Work instructions =
Wherever a picture appears, leave it out; set down everything else in the records exactly.

Material to process =
((
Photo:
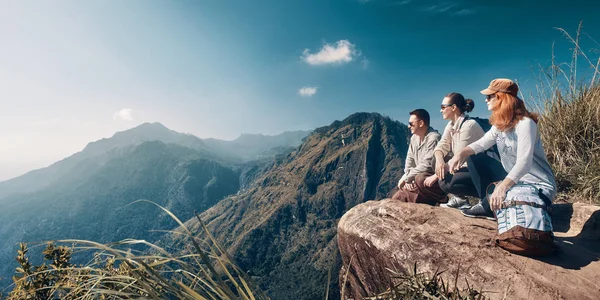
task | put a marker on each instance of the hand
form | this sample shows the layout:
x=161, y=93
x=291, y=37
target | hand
x=411, y=187
x=498, y=196
x=441, y=169
x=401, y=183
x=431, y=180
x=455, y=163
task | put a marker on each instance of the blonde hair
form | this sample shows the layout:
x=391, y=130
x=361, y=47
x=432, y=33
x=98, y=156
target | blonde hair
x=509, y=111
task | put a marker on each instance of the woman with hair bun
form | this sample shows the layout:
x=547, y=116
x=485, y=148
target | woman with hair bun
x=460, y=132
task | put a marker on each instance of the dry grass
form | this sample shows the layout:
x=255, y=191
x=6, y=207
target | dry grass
x=419, y=286
x=117, y=272
x=570, y=121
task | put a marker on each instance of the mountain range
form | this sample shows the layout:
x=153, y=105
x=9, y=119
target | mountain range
x=272, y=201
x=87, y=195
x=282, y=229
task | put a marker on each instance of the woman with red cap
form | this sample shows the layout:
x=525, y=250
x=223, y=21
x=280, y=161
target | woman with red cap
x=525, y=166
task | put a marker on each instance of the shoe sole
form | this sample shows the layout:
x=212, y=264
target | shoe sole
x=464, y=206
x=479, y=217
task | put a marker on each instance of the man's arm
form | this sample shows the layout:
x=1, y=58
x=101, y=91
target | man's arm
x=424, y=165
x=408, y=165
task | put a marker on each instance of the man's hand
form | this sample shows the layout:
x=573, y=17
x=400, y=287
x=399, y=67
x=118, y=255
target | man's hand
x=455, y=163
x=441, y=169
x=411, y=187
x=431, y=180
x=401, y=183
x=499, y=195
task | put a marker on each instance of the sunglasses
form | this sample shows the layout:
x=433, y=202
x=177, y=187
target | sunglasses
x=411, y=124
x=490, y=97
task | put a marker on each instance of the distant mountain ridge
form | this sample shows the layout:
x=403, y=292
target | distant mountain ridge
x=95, y=154
x=282, y=227
x=86, y=195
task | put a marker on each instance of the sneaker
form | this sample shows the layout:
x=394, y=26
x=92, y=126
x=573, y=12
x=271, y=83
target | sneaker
x=456, y=202
x=477, y=211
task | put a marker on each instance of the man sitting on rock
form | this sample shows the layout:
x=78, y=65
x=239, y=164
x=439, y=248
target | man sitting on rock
x=418, y=164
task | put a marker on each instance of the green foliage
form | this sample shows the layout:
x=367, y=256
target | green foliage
x=117, y=272
x=419, y=286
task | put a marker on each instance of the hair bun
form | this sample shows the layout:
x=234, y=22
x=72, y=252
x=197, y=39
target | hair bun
x=469, y=105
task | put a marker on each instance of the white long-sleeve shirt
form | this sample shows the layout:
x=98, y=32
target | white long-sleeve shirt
x=458, y=135
x=522, y=155
x=420, y=154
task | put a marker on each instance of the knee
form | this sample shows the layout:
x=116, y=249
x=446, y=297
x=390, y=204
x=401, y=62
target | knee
x=445, y=185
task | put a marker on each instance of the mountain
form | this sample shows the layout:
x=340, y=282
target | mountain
x=257, y=146
x=96, y=154
x=282, y=228
x=97, y=206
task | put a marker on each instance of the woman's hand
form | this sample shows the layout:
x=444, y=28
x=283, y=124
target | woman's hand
x=431, y=180
x=498, y=196
x=441, y=168
x=411, y=187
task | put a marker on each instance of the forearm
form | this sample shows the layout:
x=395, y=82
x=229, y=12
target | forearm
x=465, y=153
x=439, y=157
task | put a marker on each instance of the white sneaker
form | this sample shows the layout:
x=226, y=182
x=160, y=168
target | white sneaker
x=456, y=202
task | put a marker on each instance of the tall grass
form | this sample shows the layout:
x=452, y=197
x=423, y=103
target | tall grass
x=117, y=272
x=570, y=120
x=421, y=286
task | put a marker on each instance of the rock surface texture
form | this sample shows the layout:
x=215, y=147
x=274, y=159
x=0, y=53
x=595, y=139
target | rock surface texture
x=379, y=235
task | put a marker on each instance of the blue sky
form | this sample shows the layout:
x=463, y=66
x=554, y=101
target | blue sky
x=72, y=72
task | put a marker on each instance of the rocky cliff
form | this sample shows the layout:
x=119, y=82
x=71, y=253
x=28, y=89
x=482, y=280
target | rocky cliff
x=379, y=235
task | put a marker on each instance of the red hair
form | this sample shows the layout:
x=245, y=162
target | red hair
))
Task response =
Photo:
task | put a marker on each instance of the hand
form | this sample shows the layout:
x=161, y=93
x=291, y=37
target | hand
x=411, y=187
x=498, y=196
x=441, y=169
x=401, y=183
x=431, y=180
x=455, y=163
task | put a marker on each instance of the blonde hair
form | this sample shows the layout:
x=391, y=130
x=361, y=47
x=432, y=33
x=98, y=156
target | blonde hair
x=509, y=111
task | put a marker on each instance of the woman with hair bun
form | this sample shows the layout:
x=547, y=116
x=485, y=148
target | woman with hair bun
x=460, y=132
task | put a marker on each instance of the dry grass
form | this sample shows the layout:
x=255, y=191
x=6, y=207
target | dry grass
x=419, y=286
x=117, y=272
x=570, y=121
task | put a marker on each instance of the mountain range
form | this sample shows the layout:
x=153, y=105
x=9, y=119
target | mountain range
x=272, y=201
x=87, y=195
x=282, y=229
task | put a marker on each instance of the woman with red cap
form | this sample shows the layout:
x=525, y=250
x=223, y=21
x=280, y=161
target | woman with red cap
x=525, y=166
task | put a marker on each instance of the shoe sole
form | this sample shows the layout:
x=212, y=264
target | shoe sole
x=464, y=206
x=479, y=217
task | put a marker on each instance of the man's arm
form | this sample shows the layout:
x=1, y=58
x=101, y=91
target | man's arm
x=424, y=165
x=408, y=165
task | put a marker on each instance of the man's hand
form | this sample shows the layout:
x=573, y=17
x=400, y=287
x=399, y=67
x=118, y=255
target | man's hand
x=455, y=163
x=441, y=169
x=411, y=187
x=431, y=180
x=401, y=183
x=499, y=195
task | put a marker on each instance of the sunglasses
form | this sample shows the layout:
x=433, y=202
x=177, y=187
target | sunglasses
x=411, y=124
x=490, y=97
task | put a marker on each instance of the distant mountain ridge
form | this sample shows the layout:
x=403, y=292
target | distant mountain ridge
x=95, y=154
x=282, y=227
x=86, y=195
task | put a marker on each instance of the sneaker
form | this sample shows the layout:
x=394, y=26
x=92, y=126
x=573, y=12
x=271, y=83
target | sneaker
x=456, y=202
x=477, y=211
task | put a marker on each instance of the man sitting on rock
form | this sample shows the layout:
x=78, y=65
x=239, y=164
x=439, y=248
target | man sitting on rock
x=418, y=164
task | put a marker on each instance of the green foliage
form | this sample shows the layout:
x=367, y=256
target | green foliage
x=117, y=272
x=419, y=286
task | put a marker on each instance of the hair bun
form | this sample shows the layout:
x=234, y=22
x=72, y=252
x=197, y=39
target | hair bun
x=469, y=105
task | put a marker on each instance of the white long-sleeve shirt
form | this sample shows the layout:
x=98, y=32
target | white long-sleeve shirt
x=458, y=135
x=522, y=155
x=420, y=154
task | put a marker on each instance of the knee
form | this sample shows the layout:
x=116, y=249
x=446, y=297
x=390, y=204
x=401, y=62
target | knee
x=445, y=185
task | put a marker on each instance of the mountain
form | this sample shows the layout:
x=340, y=282
target | mountain
x=257, y=146
x=96, y=154
x=282, y=228
x=97, y=206
task | put a marker on each instance of the woman's hand
form | this sample shows the layout:
x=444, y=28
x=283, y=124
target | woman's hand
x=431, y=180
x=498, y=196
x=441, y=168
x=411, y=187
task | put a marker on each instance of the forearm
form | this sample shows the layout:
x=395, y=82
x=229, y=12
target | forearm
x=465, y=153
x=439, y=157
task | put a marker on each instance of the white sneaker
form | this sample shows the layout:
x=226, y=182
x=160, y=168
target | white sneaker
x=456, y=202
task | put a marker on each instance of the tall grass
form | this sample shows the layout:
x=452, y=197
x=423, y=103
target | tall grass
x=117, y=272
x=570, y=120
x=421, y=286
task | put a marker on each instance of the rock surface texture
form | this sample shows the layout:
x=215, y=147
x=274, y=159
x=0, y=53
x=595, y=139
target | rock surface texture
x=379, y=235
task | put a marker on each instance of the blue sky
form | this sample shows the layout:
x=463, y=66
x=554, y=101
target | blue sky
x=72, y=72
task | put a marker on each instance of the rocky cliff
form | this sample shows the layout:
x=119, y=82
x=71, y=253
x=28, y=89
x=482, y=280
target | rocky cliff
x=379, y=235
task | put a marker on each instance of the red hair
form | this sample shows the layout:
x=245, y=162
target | red hair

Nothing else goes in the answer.